-- Start PASSAGE SHOWN --

Before the market turned, it was the purchasers taking notice of RVs because they were low, she says.

“The purchaser was saying ‘well, the RV is only this much so why should I pay this much’. Now it’s swung around to vendors taking notice of them, not buyers.

“Now they go, ‘oh, good, I’m going to get $2.5 million’ and then we turn up and go ‘well, actually you won't, you’ll get $2 million’, so they're like ‘uh’.”

Wellington houses

A buyer runs the numbers at an auction in the capital. Photo / Getty Images

But most vendors come around to the fact their property will fetch less and realise if they are buying in the same market they will also be paying below RV for their next purchase.

“Most people do get it but it’s got to be explained quite clearly to them. I’d say 80% of people get it.

“It’s a painful psychological thing for us to turn up and say ‘hey, your house is not worth $2.5 million, it’s worth $2 million’.”

Cruickshank says RVs are never accurate value-wise at any point in their three-year cycle because houses next to each other can have the same RV but one can be run-down and the other immaculate.

“RVs are there to collect the rates, they should never be used as an assessment on the value of your house.”

Harcourts auctioneer Darryl Harper says RVs are a revenue-gathering exercise for councils, adding that they should not be looked at as a way to determine property values.

“At the moment properties are travelling in excess of 20% below the RV on average and the gap’s only going to get wider with where the market’s heading – I wouldn’t want to give you a figure but we’re nowhere near the bottom yet.”

In auctions, sellers set a reserve figure they won’t sell below but they don’t generally set them around the RV, he says.

-- End PASSAGE SHOWN --
-- Start INFORMATION SUPPLIED --

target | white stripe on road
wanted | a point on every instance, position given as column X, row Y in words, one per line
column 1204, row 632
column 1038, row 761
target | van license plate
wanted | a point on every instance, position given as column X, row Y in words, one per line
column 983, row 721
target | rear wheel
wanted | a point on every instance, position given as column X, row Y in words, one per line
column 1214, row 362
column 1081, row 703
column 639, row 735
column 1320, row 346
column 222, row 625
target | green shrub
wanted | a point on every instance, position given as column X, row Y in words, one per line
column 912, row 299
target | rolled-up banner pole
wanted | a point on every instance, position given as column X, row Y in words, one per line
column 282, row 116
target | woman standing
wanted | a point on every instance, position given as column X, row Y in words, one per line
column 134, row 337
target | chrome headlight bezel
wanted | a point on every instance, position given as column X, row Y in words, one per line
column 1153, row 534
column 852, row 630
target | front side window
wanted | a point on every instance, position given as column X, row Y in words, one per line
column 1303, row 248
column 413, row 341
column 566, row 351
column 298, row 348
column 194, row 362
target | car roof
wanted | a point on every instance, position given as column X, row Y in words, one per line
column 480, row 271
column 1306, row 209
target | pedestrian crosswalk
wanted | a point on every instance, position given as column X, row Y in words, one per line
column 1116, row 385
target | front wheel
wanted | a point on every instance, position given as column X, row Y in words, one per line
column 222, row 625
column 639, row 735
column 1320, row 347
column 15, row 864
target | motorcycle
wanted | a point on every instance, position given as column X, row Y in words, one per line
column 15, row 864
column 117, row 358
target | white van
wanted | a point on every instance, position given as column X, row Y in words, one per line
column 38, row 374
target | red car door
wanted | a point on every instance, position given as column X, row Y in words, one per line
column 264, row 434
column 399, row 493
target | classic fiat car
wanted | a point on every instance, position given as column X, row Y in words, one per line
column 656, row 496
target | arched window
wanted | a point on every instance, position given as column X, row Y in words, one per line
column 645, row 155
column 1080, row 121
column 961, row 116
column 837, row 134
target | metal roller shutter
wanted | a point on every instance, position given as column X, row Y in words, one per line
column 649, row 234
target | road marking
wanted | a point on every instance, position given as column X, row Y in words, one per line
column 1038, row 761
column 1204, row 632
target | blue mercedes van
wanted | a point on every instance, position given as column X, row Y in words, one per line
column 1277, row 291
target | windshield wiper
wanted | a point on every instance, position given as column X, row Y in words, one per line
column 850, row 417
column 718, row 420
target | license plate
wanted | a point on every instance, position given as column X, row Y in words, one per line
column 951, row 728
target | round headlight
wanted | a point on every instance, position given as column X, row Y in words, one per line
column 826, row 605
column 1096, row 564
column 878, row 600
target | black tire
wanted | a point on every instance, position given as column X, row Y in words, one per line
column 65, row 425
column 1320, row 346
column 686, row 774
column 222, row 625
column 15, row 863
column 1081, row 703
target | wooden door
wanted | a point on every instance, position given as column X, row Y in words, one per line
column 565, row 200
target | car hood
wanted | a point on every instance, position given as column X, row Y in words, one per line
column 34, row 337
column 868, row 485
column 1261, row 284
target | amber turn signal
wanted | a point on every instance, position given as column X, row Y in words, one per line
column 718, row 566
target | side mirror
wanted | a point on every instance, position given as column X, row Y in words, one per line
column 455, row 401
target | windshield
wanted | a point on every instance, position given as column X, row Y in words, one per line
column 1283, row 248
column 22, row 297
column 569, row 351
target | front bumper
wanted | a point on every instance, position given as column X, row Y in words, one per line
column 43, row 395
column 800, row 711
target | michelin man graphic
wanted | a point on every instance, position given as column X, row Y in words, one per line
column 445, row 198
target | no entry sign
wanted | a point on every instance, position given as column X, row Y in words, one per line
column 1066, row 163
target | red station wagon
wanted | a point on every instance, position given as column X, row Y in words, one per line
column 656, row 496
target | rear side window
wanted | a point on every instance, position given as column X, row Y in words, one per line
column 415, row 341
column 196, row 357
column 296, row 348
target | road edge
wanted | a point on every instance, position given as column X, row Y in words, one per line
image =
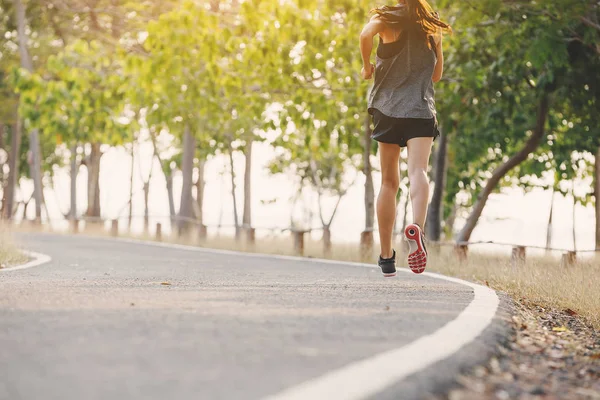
column 382, row 371
column 38, row 259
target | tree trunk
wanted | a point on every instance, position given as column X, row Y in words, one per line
column 235, row 212
column 93, row 166
column 574, row 208
column 549, row 228
column 597, row 195
column 186, row 211
column 200, row 192
column 34, row 144
column 449, row 223
column 130, row 219
column 247, row 217
column 13, row 174
column 433, row 226
column 530, row 146
column 74, row 170
column 171, row 198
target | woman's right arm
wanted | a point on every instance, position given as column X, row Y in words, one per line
column 439, row 65
column 374, row 27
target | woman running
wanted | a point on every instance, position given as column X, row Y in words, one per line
column 401, row 101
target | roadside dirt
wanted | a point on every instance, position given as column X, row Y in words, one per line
column 553, row 354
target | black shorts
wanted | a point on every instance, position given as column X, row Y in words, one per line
column 401, row 130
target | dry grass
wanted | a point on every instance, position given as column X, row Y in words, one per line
column 540, row 280
column 9, row 254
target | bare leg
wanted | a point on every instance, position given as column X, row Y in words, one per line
column 419, row 150
column 389, row 155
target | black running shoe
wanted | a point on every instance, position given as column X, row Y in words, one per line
column 388, row 265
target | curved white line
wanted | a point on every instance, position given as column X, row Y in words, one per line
column 370, row 376
column 367, row 377
column 38, row 259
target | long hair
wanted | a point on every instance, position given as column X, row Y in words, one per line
column 415, row 12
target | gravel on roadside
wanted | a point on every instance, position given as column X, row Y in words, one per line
column 553, row 354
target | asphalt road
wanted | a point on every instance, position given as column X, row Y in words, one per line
column 98, row 322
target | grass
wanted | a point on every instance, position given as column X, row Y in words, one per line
column 540, row 280
column 9, row 254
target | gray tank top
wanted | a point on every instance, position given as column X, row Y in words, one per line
column 403, row 87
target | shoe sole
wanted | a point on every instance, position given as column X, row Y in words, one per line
column 413, row 233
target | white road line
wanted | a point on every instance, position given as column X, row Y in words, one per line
column 38, row 259
column 370, row 376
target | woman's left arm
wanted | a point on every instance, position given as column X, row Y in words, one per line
column 439, row 65
column 374, row 27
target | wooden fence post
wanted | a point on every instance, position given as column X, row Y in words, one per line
column 568, row 259
column 518, row 255
column 74, row 225
column 159, row 232
column 250, row 235
column 461, row 251
column 298, row 241
column 326, row 241
column 366, row 244
column 202, row 232
column 114, row 228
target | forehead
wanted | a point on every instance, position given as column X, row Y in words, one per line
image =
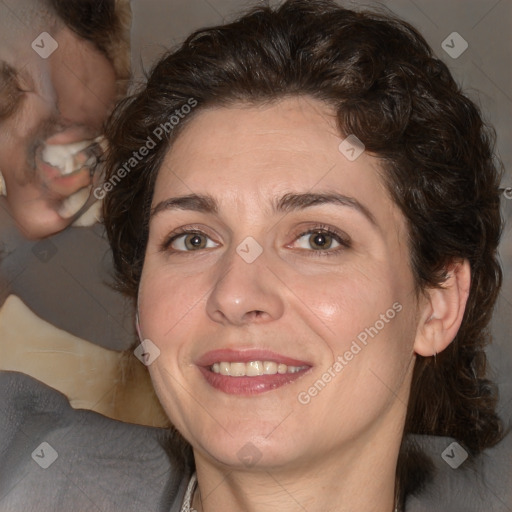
column 260, row 152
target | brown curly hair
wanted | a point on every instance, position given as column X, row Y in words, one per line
column 386, row 86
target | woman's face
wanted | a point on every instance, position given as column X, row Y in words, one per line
column 268, row 246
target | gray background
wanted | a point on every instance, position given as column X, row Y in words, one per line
column 484, row 70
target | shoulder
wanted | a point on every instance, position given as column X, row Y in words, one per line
column 55, row 458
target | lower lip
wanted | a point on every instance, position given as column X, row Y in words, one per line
column 249, row 385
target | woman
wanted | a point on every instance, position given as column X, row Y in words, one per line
column 306, row 208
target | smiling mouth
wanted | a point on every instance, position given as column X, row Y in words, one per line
column 253, row 368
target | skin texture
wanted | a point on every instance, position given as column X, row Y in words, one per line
column 66, row 98
column 339, row 451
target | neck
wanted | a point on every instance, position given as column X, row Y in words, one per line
column 362, row 479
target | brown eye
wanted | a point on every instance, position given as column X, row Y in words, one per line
column 187, row 242
column 320, row 241
column 194, row 241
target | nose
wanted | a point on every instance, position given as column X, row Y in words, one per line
column 245, row 293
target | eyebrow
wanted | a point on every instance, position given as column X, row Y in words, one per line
column 287, row 203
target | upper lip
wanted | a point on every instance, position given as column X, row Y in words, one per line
column 246, row 356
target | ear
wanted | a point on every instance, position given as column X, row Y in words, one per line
column 442, row 310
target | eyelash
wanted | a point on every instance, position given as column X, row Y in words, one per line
column 339, row 237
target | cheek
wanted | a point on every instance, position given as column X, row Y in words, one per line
column 168, row 305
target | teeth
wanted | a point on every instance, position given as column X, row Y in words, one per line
column 63, row 156
column 71, row 157
column 253, row 368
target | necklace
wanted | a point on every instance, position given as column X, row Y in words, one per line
column 189, row 493
column 187, row 500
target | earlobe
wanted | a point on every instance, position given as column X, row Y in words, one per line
column 442, row 311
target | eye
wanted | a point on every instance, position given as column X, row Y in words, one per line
column 318, row 241
column 321, row 240
column 190, row 241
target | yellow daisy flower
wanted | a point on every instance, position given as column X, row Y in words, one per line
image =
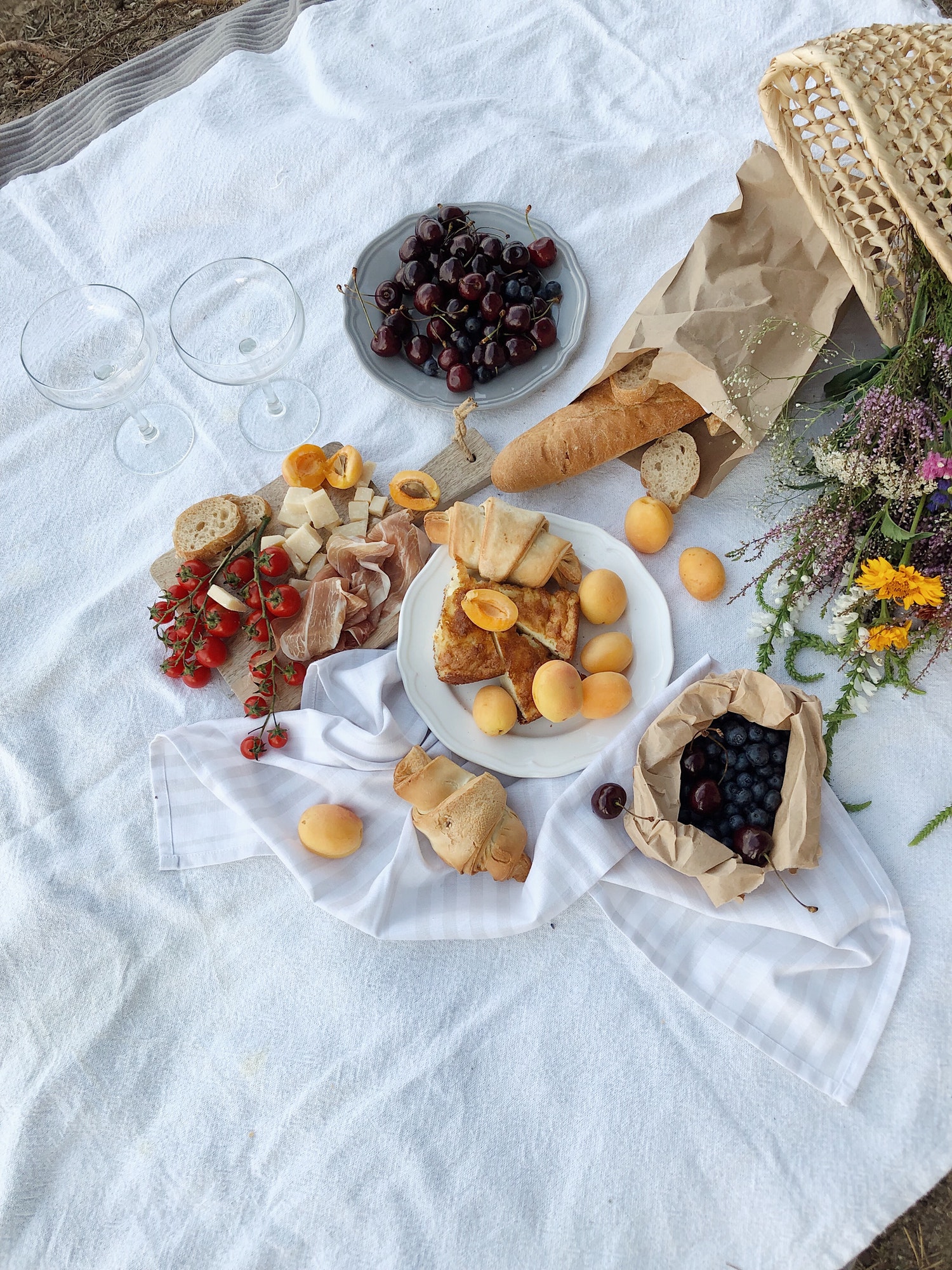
column 889, row 637
column 906, row 585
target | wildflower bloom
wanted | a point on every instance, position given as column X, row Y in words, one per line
column 904, row 585
column 889, row 637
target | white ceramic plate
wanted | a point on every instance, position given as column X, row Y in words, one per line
column 538, row 749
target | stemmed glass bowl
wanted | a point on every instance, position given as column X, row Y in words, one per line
column 92, row 347
column 241, row 322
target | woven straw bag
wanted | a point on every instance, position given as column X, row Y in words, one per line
column 864, row 124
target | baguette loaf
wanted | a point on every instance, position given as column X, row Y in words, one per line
column 591, row 431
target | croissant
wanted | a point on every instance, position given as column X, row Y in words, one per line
column 505, row 544
column 465, row 817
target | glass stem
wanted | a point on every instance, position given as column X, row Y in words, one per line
column 147, row 431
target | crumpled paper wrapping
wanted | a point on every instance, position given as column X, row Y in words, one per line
column 765, row 261
column 653, row 821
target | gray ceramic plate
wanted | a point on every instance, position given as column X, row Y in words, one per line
column 380, row 261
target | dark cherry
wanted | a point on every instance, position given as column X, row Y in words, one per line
column 453, row 271
column 544, row 332
column 420, row 350
column 473, row 286
column 463, row 247
column 428, row 298
column 516, row 257
column 430, row 232
column 387, row 297
column 705, row 797
column 494, row 355
column 543, row 253
column 520, row 350
column 439, row 331
column 694, row 763
column 387, row 342
column 519, row 318
column 492, row 305
column 460, row 379
column 609, row 802
column 417, row 272
column 413, row 250
column 753, row 845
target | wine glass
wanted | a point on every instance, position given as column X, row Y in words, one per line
column 92, row 347
column 241, row 322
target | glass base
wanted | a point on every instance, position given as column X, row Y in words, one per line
column 172, row 444
column 298, row 421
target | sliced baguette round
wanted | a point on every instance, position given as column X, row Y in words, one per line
column 206, row 529
column 634, row 385
column 671, row 469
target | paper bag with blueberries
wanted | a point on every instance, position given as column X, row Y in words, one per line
column 728, row 783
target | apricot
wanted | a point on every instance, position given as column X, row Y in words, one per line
column 605, row 694
column 494, row 711
column 648, row 525
column 703, row 573
column 602, row 598
column 557, row 690
column 607, row 652
column 331, row 831
column 489, row 610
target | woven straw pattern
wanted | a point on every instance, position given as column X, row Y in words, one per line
column 864, row 124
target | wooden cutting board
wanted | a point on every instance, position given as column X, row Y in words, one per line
column 458, row 479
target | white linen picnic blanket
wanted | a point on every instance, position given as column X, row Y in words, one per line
column 204, row 1069
column 810, row 990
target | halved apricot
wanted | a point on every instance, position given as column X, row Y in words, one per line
column 417, row 492
column 345, row 468
column 491, row 610
column 305, row 467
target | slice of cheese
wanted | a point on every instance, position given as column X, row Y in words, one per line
column 227, row 600
column 304, row 543
column 321, row 510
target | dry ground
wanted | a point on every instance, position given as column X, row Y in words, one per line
column 49, row 48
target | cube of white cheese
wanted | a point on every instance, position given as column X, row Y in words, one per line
column 321, row 510
column 304, row 543
column 315, row 567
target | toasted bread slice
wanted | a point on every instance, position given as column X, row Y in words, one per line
column 671, row 469
column 206, row 529
column 463, row 653
column 522, row 657
column 553, row 619
column 634, row 385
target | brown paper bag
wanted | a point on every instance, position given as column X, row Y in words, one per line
column 653, row 821
column 762, row 264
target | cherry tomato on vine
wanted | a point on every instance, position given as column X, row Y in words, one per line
column 252, row 747
column 241, row 571
column 211, row 652
column 284, row 601
column 196, row 676
column 275, row 562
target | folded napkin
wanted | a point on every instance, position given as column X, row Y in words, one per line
column 813, row 991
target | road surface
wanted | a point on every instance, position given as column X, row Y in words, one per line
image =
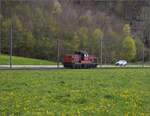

-- End INFORMATION SUPPLIED --

REQUIRED WORK>
1/ Quote the passage about RVs and house sales from "Harcourts auctioneer Darryl" up to and including "RV, he says.".
2/ Answer these questions from the passage about RVs and house sales:
(a) What percentage of people are said to "get it"?
(b) How long is the cycle of RVs that Cruickshank mentions?
(c) On average, how far below the RV does Harper say properties are travelling at the moment?

FULL ANSWERS>
1/
Harcourts auctioneer Darryl Harper says RVs are a revenue-gathering exercise for councils, adding that they should not be looked at as a way to determine property values.

“At the moment properties are travelling in excess of 20% below the RV on average and the gap’s only going to get wider with where the market’s heading – I wouldn’t want to give you a figure but we’re nowhere near the bottom yet.”

In auctions, sellers set a reserve figure they won’t sell below but they don’t generally set them around the RV, he says.

2/
(a) 80%
(b) Three years
(c) In excess of 20%